▶ **TASK DETAILS**
Return the lines of the data below, from the one containing "Class, locate every instance of the stone wall" through the very last, exactly and with both ends included; no pictures.

++++++++++

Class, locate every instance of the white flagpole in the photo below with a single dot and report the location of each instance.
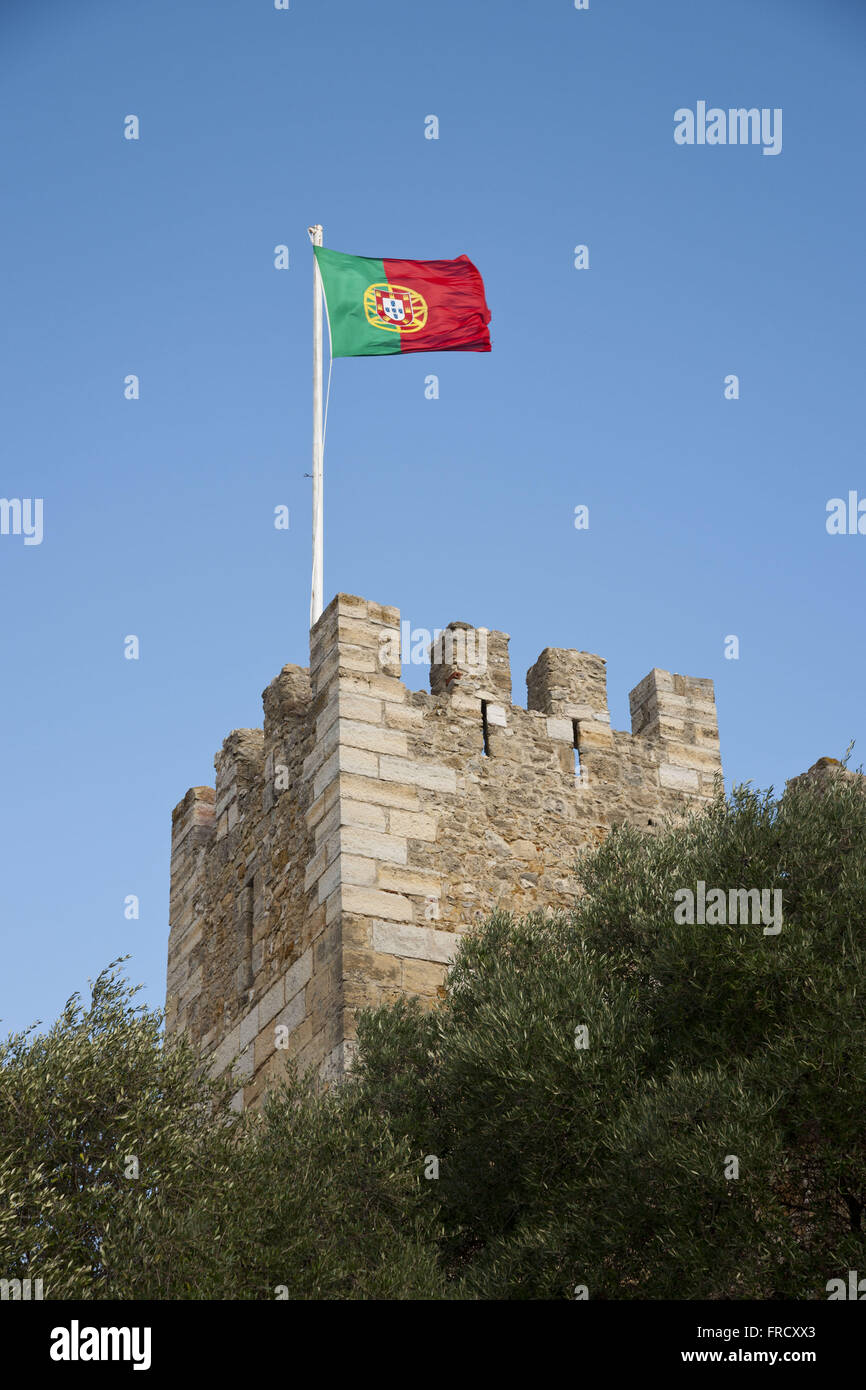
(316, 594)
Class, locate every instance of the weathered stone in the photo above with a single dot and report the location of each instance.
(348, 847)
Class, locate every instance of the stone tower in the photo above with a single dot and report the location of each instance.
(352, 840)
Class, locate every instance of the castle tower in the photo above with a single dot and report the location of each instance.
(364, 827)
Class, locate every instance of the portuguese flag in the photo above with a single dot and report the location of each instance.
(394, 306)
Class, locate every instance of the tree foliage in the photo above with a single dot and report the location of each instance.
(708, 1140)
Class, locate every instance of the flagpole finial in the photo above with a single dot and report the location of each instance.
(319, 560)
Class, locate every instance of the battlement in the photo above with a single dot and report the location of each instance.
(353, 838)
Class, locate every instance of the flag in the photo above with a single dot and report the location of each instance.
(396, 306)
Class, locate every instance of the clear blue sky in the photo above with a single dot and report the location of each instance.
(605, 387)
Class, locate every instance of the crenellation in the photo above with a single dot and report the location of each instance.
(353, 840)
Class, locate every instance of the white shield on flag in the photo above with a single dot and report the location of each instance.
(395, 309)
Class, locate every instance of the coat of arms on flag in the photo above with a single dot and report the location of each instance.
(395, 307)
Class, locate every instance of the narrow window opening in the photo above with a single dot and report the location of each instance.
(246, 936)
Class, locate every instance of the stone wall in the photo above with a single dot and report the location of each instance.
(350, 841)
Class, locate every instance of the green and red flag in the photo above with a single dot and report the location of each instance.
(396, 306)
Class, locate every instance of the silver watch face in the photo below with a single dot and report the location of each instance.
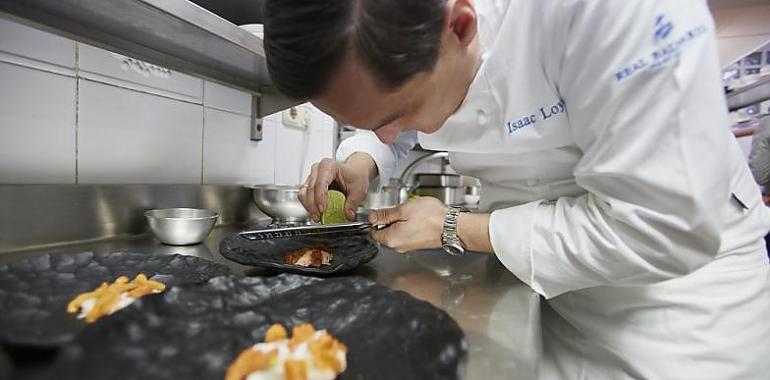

++++++++++

▶ **REPLY TO THE EXERCISE**
Class, locate every instance of the stone wall in the photo above with a single dot and report the location of each instance.
(350, 841)
Class, locate every instance of the green and red flag in the photo above with a single dot and report the location of each instance.
(396, 306)
Class, locate every instance of the silver watch face in the photo below with a single dot and report the location of each instance.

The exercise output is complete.